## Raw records

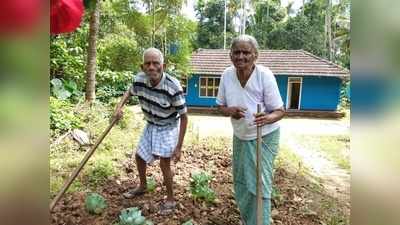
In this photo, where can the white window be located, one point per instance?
(209, 86)
(184, 85)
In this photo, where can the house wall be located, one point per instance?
(318, 93)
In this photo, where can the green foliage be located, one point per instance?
(119, 52)
(133, 216)
(199, 187)
(112, 84)
(151, 184)
(95, 203)
(211, 24)
(68, 56)
(62, 116)
(65, 89)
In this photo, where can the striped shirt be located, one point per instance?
(163, 104)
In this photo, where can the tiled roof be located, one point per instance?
(280, 62)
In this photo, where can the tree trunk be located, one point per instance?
(90, 95)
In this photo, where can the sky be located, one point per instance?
(188, 9)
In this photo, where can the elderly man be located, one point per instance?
(242, 87)
(163, 104)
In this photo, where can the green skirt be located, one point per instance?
(244, 175)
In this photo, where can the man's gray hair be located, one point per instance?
(246, 38)
(154, 50)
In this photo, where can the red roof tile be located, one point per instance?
(280, 62)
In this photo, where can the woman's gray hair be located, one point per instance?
(246, 38)
(154, 50)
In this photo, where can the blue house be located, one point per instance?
(306, 82)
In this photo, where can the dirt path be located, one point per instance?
(335, 180)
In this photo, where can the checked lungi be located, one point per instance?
(157, 141)
(244, 175)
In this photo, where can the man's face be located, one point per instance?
(152, 66)
(243, 55)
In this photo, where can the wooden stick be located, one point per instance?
(259, 207)
(83, 162)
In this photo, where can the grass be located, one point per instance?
(334, 147)
(105, 162)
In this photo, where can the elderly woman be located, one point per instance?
(243, 86)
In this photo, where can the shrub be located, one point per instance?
(62, 116)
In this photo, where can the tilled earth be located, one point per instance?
(294, 205)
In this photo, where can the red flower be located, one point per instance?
(65, 15)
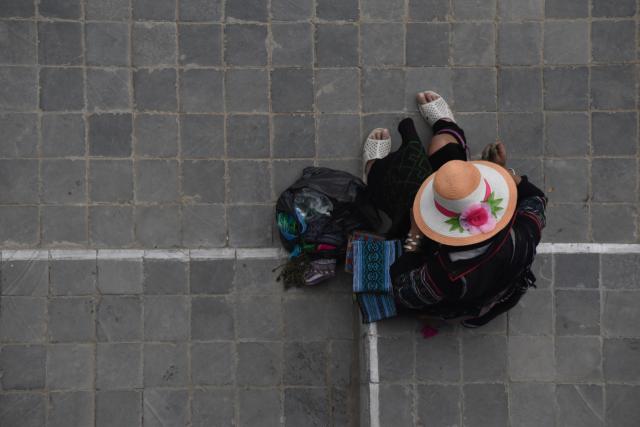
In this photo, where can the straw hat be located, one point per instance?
(464, 203)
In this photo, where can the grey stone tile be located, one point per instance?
(337, 90)
(473, 43)
(439, 404)
(107, 10)
(250, 226)
(119, 277)
(395, 355)
(110, 135)
(532, 315)
(622, 405)
(576, 271)
(18, 45)
(620, 313)
(306, 406)
(566, 42)
(577, 312)
(201, 91)
(520, 89)
(155, 89)
(63, 181)
(22, 319)
(620, 360)
(567, 180)
(213, 363)
(207, 311)
(200, 44)
(613, 41)
(73, 277)
(71, 319)
(203, 181)
(380, 90)
(156, 180)
(119, 318)
(428, 10)
(566, 134)
(382, 10)
(156, 135)
(522, 133)
(107, 44)
(218, 405)
(153, 10)
(291, 90)
(27, 278)
(259, 363)
(17, 9)
(165, 407)
(200, 10)
(23, 409)
(614, 133)
(166, 318)
(204, 226)
(18, 88)
(339, 136)
(118, 408)
(305, 363)
(441, 362)
(259, 317)
(60, 43)
(521, 9)
(484, 405)
(245, 44)
(246, 90)
(201, 135)
(531, 404)
(294, 136)
(23, 367)
(474, 89)
(604, 8)
(531, 358)
(612, 180)
(484, 358)
(153, 44)
(292, 44)
(165, 365)
(165, 277)
(20, 131)
(566, 88)
(61, 89)
(119, 366)
(434, 35)
(260, 406)
(70, 366)
(76, 407)
(108, 89)
(382, 44)
(336, 45)
(248, 136)
(519, 43)
(111, 180)
(578, 359)
(610, 87)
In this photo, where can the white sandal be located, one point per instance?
(435, 110)
(375, 148)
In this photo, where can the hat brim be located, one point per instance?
(432, 222)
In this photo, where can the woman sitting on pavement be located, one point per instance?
(470, 227)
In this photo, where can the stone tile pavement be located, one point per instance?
(176, 123)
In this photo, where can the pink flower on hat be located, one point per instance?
(477, 218)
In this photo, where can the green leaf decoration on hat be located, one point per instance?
(494, 204)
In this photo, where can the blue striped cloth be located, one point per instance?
(372, 260)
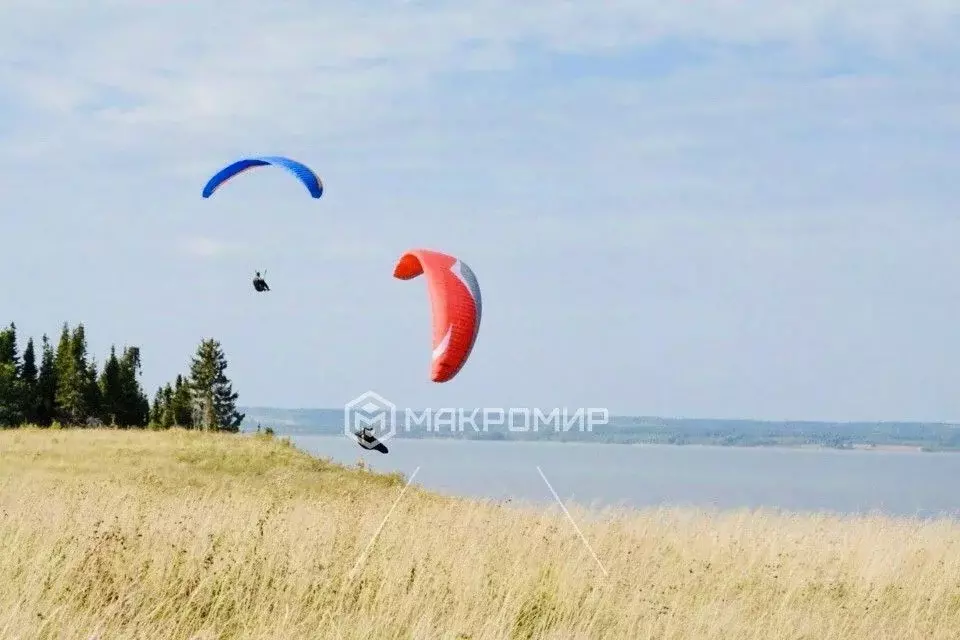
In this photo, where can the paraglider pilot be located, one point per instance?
(259, 283)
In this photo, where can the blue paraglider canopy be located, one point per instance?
(306, 175)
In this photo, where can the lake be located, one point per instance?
(894, 482)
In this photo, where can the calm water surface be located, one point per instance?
(898, 483)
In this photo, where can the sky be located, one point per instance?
(740, 209)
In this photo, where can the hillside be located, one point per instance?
(183, 535)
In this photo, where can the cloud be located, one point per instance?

## TASK STATEMENT
Reproduce the entries above exactly. Do not include the images.

## ANSWER TO THE PROBLEM
In this photo, where can the white window be located, one point per instance?
(209, 86)
(184, 85)
In this photo, where can the house wall be located, one point per instance?
(318, 93)
In this photo, where can the green foliage be located, one point per instance?
(119, 52)
(133, 216)
(199, 187)
(112, 84)
(151, 184)
(95, 203)
(211, 24)
(68, 56)
(62, 116)
(65, 89)
In this photo, where can the striped shirt be located, one point per instance?
(163, 104)
In this photo, where can the tiled roof be located, one point per instance?
(280, 62)
In this photo, where can the tree trunk be located, one point per instance?
(90, 95)
In this photo, where can the sky be located, one point per instance?
(188, 9)
In this photo, where can the elderly man be located, one point per instance?
(242, 87)
(163, 104)
In this photo, where can the green skirt be located, one point per instance?
(244, 175)
In this photo, where can the man's gray hair be located, one point per instance?
(246, 38)
(154, 50)
In this photo, where can the red roof tile be located, one point per instance?
(280, 62)
In this photo, where can the woman's gray hair be located, one point per instance?
(246, 38)
(154, 50)
In this photo, where can the blue house be located, one point per instance?
(306, 82)
In this photo, where can the dirt path be located, one point per instance?
(335, 180)
In this photo, where can the checked lungi be located, one point per instance?
(157, 141)
(244, 175)
In this photo, where can the man's face be located, one point per instance?
(152, 66)
(243, 55)
In this photo, where can the wooden stick be located, one point per instance?
(259, 207)
(83, 162)
In this photo, where can the grass be located, one point per instance?
(334, 147)
(105, 162)
In this photo, where can the elderly woman be located, one point per instance?
(243, 86)
In this photo, where can the shrub be located, one point per instance?
(62, 116)
In this photo, where can the tilled earth be located, one point per instance?
(294, 205)
In this photo, where can the red flower be located, one point per instance?
(65, 15)
In this photo, where can the straw hat be located, one point per instance?
(464, 203)
In this photo, where can the grey stone tile be located, one point per instance?
(337, 90)
(473, 43)
(439, 404)
(107, 10)
(250, 226)
(119, 277)
(395, 355)
(110, 135)
(532, 315)
(622, 405)
(576, 271)
(18, 45)
(620, 313)
(306, 406)
(566, 42)
(577, 312)
(201, 91)
(520, 89)
(155, 89)
(63, 181)
(22, 319)
(620, 360)
(567, 180)
(213, 363)
(207, 311)
(200, 44)
(613, 41)
(73, 277)
(71, 319)
(203, 181)
(380, 90)
(156, 180)
(119, 318)
(428, 10)
(566, 134)
(382, 10)
(156, 135)
(522, 133)
(107, 44)
(218, 405)
(153, 10)
(291, 90)
(27, 278)
(259, 363)
(17, 9)
(165, 407)
(200, 10)
(23, 409)
(614, 133)
(166, 318)
(204, 226)
(18, 88)
(339, 136)
(118, 408)
(305, 363)
(441, 362)
(259, 317)
(60, 43)
(521, 9)
(484, 405)
(245, 44)
(246, 90)
(201, 135)
(531, 404)
(294, 136)
(23, 367)
(474, 89)
(604, 8)
(531, 358)
(612, 180)
(484, 358)
(153, 44)
(292, 44)
(165, 365)
(165, 277)
(20, 131)
(566, 88)
(61, 89)
(119, 366)
(434, 35)
(260, 406)
(70, 366)
(76, 407)
(108, 89)
(382, 44)
(336, 45)
(248, 136)
(519, 43)
(111, 180)
(578, 359)
(610, 87)
In this photo, where can the white sandal be located, one point per instance?
(435, 110)
(375, 148)
In this photo, where can the hat brim be located, one point per instance?
(432, 222)
In this photo, where can the woman sitting on pavement be located, one point per instance?
(470, 227)
In this photo, where can the stone tile pavement be located, one point per instance?
(176, 123)
In this photo, where can the pink flower on hat be located, one point per instance?
(477, 218)
In this photo, where can the green leaf decoration on hat be located, one point per instance?
(494, 204)
In this photo, where can the blue striped cloth be located, one point per instance?
(372, 260)
In this photo, where can the paraglider pilot be located, one point per instance?
(259, 283)
In this photo, where can the blue paraglider canopy be located, one point per instance?
(306, 175)
In this photo, where can the lake be located, one point per instance?
(894, 482)
In this photo, where can the calm water surface be located, one point per instance?
(898, 483)
In this photo, where can the sky be located, one point per instance?
(740, 209)
In this photo, where can the hillside be located, one point per instance?
(183, 535)
In this photo, where can the cloud be located, one point per instance?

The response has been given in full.